Restate the full set of records exactly, without adding or dropping a word.

# Given information
══════════════════════════════

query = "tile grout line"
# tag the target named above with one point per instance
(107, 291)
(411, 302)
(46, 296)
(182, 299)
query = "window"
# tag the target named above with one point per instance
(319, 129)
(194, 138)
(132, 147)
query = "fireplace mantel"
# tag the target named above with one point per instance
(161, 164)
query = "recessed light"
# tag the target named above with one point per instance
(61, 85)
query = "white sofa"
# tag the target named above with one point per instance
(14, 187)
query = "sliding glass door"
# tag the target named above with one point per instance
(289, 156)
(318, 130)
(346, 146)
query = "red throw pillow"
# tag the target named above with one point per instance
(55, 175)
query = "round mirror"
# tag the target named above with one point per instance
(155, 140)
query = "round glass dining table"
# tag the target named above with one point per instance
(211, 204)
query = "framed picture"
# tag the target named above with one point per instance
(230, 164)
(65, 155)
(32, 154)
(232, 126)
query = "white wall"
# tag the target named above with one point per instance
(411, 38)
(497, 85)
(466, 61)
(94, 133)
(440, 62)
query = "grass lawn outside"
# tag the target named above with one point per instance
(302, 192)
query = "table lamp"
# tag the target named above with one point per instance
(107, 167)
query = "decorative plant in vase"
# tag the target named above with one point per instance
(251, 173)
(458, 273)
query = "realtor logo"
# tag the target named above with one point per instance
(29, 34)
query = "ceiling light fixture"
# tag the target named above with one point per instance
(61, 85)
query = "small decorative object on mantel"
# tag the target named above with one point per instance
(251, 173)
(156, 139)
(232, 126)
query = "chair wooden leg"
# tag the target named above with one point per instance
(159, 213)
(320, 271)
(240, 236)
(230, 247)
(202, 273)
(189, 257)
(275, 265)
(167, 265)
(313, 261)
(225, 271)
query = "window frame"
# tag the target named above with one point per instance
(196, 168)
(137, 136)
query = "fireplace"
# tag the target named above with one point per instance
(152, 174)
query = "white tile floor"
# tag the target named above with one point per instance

══════════════════════════════

# Task response
query = "tile grout line"
# tag the target named above with one point per instance
(107, 291)
(411, 302)
(46, 296)
(182, 299)
query = "window"
# tag the target named above with one point per instance
(319, 129)
(194, 138)
(132, 147)
query = "fireplace mantel"
# tag the target named above with one point per instance
(161, 164)
query = "recessed light"
# tag the target named above with one point per instance
(61, 85)
query = "white sofa"
# tag the target named above with one point per instance
(14, 187)
query = "sliding glass door"
# tag the target named above with one point per instance
(289, 156)
(318, 130)
(346, 146)
query = "red throw pillow"
# tag the target named above with one point per instance
(55, 175)
query = "round mirror"
# tag the target named above with one point per instance
(155, 140)
query = "round glass dining table"
# tag the target named above with one point per instance
(211, 204)
query = "framed picture"
# tag the target named above with one point per instance
(230, 164)
(65, 155)
(32, 154)
(232, 126)
query = "white wall"
# tag the target named above with one point per instance
(411, 38)
(497, 85)
(466, 61)
(94, 133)
(440, 62)
query = "grass lawn outside"
# tag the target named above with one point per instance
(302, 192)
query = "table lamp"
# tag the target named above with one point per instance
(107, 167)
query = "decorative plant in vase"
# tag the target named above with one point per instance
(251, 173)
(458, 273)
query = "realtor logo"
# tag the target named above with one point per instance
(29, 34)
query = "ceiling light fixture"
# tag the target named above with one point per instance
(61, 85)
query = "small decorative object on mantel"
# tag the target named above with one point per instance
(251, 173)
(156, 139)
(232, 126)
query = "chair wooden leg"
# tag the target named above with one point per instance
(159, 213)
(320, 271)
(240, 236)
(230, 247)
(202, 273)
(189, 257)
(275, 265)
(167, 265)
(313, 261)
(225, 271)
query = "window frame"
# tag the target named above with one point per instance
(196, 168)
(137, 136)
query = "fireplace"
# tag the target named above with one point per instance
(152, 174)
query = "white tile floor"
# tag the target named above with one point per instance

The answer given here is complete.